--- YOUR ASSIGNMENT ---
Find "For this drill the class indicates the white car" and "For this drill the class indicates the tall tree" in the records below. Copy the lines holding them and every line between, exactly, and no others.

--- SUPPLIED RECORDS ---
"""
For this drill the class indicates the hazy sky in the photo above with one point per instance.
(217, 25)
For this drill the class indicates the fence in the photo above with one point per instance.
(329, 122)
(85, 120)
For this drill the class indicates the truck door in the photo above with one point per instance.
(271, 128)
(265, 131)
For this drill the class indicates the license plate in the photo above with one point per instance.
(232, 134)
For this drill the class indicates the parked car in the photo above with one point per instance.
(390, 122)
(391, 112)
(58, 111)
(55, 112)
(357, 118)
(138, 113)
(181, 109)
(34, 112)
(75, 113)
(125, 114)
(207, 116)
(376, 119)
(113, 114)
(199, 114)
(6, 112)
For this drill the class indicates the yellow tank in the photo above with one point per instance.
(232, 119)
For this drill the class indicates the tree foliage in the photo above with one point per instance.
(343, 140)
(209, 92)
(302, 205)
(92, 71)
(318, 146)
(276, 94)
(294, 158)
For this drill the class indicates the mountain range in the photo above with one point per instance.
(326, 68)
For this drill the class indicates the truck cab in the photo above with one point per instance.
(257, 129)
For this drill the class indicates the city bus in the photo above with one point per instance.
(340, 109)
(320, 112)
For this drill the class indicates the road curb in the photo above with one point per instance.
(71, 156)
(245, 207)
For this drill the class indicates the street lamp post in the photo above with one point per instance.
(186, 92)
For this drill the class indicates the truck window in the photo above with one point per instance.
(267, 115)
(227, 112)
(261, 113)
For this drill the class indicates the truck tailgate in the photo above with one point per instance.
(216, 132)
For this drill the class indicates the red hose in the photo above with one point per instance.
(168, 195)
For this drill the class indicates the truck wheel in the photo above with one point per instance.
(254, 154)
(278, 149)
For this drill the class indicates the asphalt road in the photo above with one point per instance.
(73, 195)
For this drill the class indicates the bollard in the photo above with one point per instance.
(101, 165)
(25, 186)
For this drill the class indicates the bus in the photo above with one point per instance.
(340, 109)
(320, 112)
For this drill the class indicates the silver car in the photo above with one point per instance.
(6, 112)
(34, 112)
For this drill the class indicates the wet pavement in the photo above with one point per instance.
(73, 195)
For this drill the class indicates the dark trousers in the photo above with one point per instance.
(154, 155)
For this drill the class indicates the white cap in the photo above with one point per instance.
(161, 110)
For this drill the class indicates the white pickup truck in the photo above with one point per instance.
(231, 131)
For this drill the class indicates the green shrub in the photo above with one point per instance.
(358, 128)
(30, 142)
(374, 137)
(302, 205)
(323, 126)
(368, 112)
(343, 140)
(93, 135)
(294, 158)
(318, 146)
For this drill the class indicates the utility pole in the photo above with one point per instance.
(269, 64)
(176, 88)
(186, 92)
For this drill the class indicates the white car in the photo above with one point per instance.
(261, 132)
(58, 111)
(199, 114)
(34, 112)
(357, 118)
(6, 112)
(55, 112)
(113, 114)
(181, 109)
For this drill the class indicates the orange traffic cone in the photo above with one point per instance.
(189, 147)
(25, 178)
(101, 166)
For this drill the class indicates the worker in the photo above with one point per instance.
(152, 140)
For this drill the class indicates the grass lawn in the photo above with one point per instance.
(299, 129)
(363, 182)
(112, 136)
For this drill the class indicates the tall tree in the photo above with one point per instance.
"""
"""
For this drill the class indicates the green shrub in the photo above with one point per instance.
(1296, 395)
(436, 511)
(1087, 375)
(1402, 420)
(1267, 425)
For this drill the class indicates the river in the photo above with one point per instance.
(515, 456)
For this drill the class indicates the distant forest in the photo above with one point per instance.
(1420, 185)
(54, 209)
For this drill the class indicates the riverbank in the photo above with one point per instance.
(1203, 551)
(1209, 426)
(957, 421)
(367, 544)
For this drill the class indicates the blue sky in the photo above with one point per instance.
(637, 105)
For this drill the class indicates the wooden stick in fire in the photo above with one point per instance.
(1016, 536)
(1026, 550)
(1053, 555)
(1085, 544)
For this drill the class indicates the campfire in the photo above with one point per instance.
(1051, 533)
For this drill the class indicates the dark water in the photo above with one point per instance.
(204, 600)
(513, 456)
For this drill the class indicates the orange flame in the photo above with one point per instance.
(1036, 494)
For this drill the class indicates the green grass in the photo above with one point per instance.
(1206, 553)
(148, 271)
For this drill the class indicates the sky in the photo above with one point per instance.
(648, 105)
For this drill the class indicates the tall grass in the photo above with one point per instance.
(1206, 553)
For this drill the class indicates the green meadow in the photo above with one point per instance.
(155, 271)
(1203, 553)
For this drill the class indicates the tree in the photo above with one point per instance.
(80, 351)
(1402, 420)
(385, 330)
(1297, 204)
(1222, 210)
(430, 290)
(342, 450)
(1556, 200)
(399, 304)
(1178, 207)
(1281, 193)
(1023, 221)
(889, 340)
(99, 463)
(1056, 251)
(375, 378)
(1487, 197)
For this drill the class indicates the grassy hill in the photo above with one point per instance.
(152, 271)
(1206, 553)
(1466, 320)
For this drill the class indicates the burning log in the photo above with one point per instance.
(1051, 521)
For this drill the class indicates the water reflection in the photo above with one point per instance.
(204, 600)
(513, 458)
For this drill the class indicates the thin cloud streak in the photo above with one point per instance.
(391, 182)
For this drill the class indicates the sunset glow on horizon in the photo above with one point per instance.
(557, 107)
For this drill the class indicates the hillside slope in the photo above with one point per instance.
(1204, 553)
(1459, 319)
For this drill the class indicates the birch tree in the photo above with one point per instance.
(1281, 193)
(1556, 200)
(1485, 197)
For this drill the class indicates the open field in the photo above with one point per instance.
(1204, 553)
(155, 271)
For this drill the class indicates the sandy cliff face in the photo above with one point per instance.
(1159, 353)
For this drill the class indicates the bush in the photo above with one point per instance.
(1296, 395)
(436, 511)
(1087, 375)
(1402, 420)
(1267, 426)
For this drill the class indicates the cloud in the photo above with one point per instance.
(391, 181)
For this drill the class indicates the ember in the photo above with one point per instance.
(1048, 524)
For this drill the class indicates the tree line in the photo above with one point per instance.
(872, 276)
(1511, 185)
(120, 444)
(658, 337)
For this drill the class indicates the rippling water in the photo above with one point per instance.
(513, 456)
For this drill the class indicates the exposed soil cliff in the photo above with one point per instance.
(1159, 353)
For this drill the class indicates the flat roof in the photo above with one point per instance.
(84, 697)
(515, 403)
"""
--- TASK ANSWER ---
For this drill the class indicates the white car in the photo above with one point per instance.
(261, 132)
(58, 111)
(199, 114)
(34, 112)
(357, 118)
(6, 112)
(55, 112)
(113, 114)
(181, 109)
For this drill the class indicates the orange traffic cone in the photo above with one point per instance.
(189, 147)
(25, 178)
(101, 166)
For this drill the class indicates the worker in the photo above with one point per instance.
(152, 140)
For this drill the class indicates the grass lawn in the photo above with one point per instance.
(299, 129)
(363, 182)
(112, 136)
For this drill the class indicates the tall tree in the photo above with one point per instance.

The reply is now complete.